## Document passage
++++++++

Objectives Agricultural workers may be exposed to several potential carcinogens including pesticides, sensitising agents and solar radiation. Previous studies have shown increased risks of hematopoietic cancers in this population, as well as reduced risks of other types of cancer, possibly due to differences in lifestyle and risk behaviours. This study aimed to estimate cancer risks among agricultural workers in a national population-based cohort.
Methods The 1991 Canadian Census Cohort was created by Statistics Canada through probabilistic linkage between the 1991 Canadian Census (long form) to national cancer registry records from 1969–2003. Occupations were self-reported. Analyses were restricted to persons aged 74 and under who reported working at baseline (1991, total cohort N = 2050300). Follow-up continued until December 31, 2003. Hazard ratios (HR) and corresponding 95% confidence intervals were estimated by Cox proportional hazards modelling for all workers in agricultural occupations (N = 70300; 49000 male), stratified by sex and adjusted for age at cohort entry and province of residence.
Results There were 5437 cancer cases among agricultural workers. Among men, an increased risk of multiple myeloma was observed (HR: 1.38, 1.04–1.83), as well as oral cancer (HR: 1.28, 1.09–1.51), specifically lip cancer (HR: 2.94, 2.26–3.83), but had decreased risks of lung, esophageal, and liver cancers. Female agricultural workers were at increased risk of pancreatic cancer (HR: 1.44, 1.05–1.99), but decreased risk of lung, breast and cervix cancer. Higher risks of rectal cancer were also observed specifically among female farm workers and labourers (HR: 1.44, 1.02–2.04).
Conclusions Exposure to pesticides may have contributed to the increased risks of multiple myeloma in men and pancreatic cancer in women. Increased risks of lip cancer in men could be attributed to sun exposure in agricultural workers while the array of decreased risks suggests reduced smoking and alcohol consumption in agricultural workers compared to the general population.

++++++++

## Action item
From the cancer risk study summary, extract the part that opens with the words containing "Objectives Agricultural workers" and closes with "national population-based cohort.", copying it word for word.

++++++++

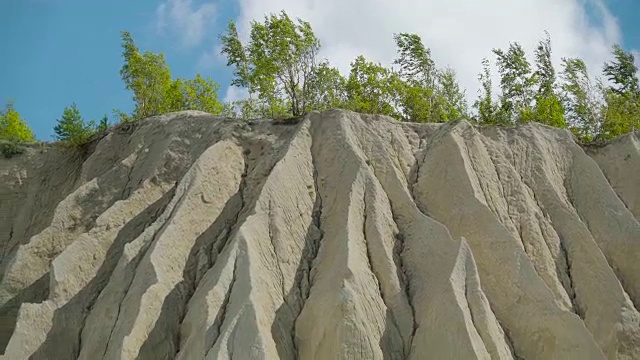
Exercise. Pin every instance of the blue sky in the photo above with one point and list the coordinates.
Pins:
(56, 52)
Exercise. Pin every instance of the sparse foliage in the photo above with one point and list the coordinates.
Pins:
(72, 129)
(277, 64)
(13, 127)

++++++++

## Solution to the exercise
Objectives Agricultural workers may be exposed to several potential carcinogens including pesticides, sensitising agents and solar radiation. Previous studies have shown increased risks of hematopoietic cancers in this population, as well as reduced risks of other types of cancer, possibly due to differences in lifestyle and risk behaviours. This study aimed to estimate cancer risks among agricultural workers in a national population-based cohort.